Items listed in a dataset:
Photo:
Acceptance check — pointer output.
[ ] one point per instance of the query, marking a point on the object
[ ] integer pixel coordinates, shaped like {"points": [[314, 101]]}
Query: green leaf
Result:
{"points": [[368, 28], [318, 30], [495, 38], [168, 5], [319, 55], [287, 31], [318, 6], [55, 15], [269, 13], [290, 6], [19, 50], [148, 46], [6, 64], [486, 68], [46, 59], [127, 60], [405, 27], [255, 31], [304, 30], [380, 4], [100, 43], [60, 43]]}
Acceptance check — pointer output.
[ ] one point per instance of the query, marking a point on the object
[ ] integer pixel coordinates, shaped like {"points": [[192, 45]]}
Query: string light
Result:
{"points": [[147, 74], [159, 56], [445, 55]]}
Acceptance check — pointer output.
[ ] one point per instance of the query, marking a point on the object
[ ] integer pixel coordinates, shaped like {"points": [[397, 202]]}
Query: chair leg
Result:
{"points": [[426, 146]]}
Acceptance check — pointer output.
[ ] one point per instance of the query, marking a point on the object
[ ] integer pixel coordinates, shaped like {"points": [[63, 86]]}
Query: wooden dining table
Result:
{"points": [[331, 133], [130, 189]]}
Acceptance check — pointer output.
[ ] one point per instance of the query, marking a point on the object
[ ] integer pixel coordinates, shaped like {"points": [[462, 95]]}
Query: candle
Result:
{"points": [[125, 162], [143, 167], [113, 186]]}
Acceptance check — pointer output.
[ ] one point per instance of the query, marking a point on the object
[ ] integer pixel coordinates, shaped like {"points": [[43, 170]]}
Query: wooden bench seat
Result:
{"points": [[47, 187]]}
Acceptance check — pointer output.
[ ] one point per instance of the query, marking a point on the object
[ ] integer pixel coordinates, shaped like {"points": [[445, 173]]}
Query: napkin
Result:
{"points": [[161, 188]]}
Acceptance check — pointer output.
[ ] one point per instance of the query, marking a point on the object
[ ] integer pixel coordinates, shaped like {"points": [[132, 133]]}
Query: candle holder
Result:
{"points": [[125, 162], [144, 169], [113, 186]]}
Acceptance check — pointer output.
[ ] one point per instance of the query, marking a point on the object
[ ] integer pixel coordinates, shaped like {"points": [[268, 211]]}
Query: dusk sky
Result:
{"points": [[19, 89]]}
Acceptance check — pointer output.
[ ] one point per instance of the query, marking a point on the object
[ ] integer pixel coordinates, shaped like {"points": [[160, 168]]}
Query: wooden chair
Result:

■ AIM OF THE TASK:
Each line above should be duplicated without any alteration.

■ TASK RESULT:
Photo:
Acceptance check — pointer output.
[ ] one point per instance of the query, marking a point on the object
[ ] integer pixel coordinates, shaped like {"points": [[314, 101]]}
Query: green leaf
Result:
{"points": [[368, 28], [318, 30], [495, 38], [168, 5], [319, 55], [287, 31], [318, 6], [55, 15], [269, 13], [290, 6], [19, 50], [148, 46], [6, 64], [486, 68], [46, 59], [127, 60], [405, 27], [255, 31], [304, 30], [380, 4], [100, 43], [60, 43]]}
Acceptance check — pointer output.
[ ] one point per instance of the query, marking a point on the object
[ ] integer pixel coordinates, shaped like {"points": [[192, 45]]}
Query: string light
Result:
{"points": [[147, 74], [159, 56], [445, 55]]}
Acceptance check — pointer output.
[ ] one point per instance of the query, marking a point on the object
[ ] integer pixel coordinates, shaped like {"points": [[397, 202]]}
Query: chair leg
Result:
{"points": [[426, 146]]}
Acceptance check — pointer output.
[ ] one point per instance of the query, marking a point on the object
[ ] integer pixel coordinates, shaped like {"points": [[63, 86]]}
Query: wooden dining table
Result:
{"points": [[331, 133], [130, 189]]}
Acceptance check — pointer output.
[ ] one point per instance of the query, marking a point on the object
[ ] integer pixel coordinates, shaped like {"points": [[462, 95]]}
Query: candle
Result:
{"points": [[125, 162], [143, 167], [113, 186]]}
Acceptance check — pointer output.
[ ] one point per instance of the query, marking a point on the object
[ ] integer pixel coordinates, shaped like {"points": [[43, 170]]}
Query: wooden bench seat
Result:
{"points": [[47, 187]]}
Acceptance check — pointer output.
[ ] one point per instance of the query, marking a point on the object
[ ] integer pixel coordinates, shaped like {"points": [[445, 173]]}
Query: napkin
Result:
{"points": [[161, 188]]}
Acceptance check — pointer output.
[ ] one point per instance of the query, marking a point on the object
[ ] integer pixel coordinates, shaped like {"points": [[132, 133]]}
Query: candle holder
Result:
{"points": [[125, 162], [144, 169], [113, 186]]}
Acceptance check — pointer output.
[ ] one point per instance of the query, marking a point on the object
[ ] integer pixel coordinates, shaped like {"points": [[268, 211]]}
Query: dusk sky
Result:
{"points": [[19, 89]]}
Acceptance check — pointer output.
[ ] one point per instance of the query, marking a point on the object
[ ] integer pixel coordinates, shaped like {"points": [[160, 168]]}
Query: wooden chair
Result:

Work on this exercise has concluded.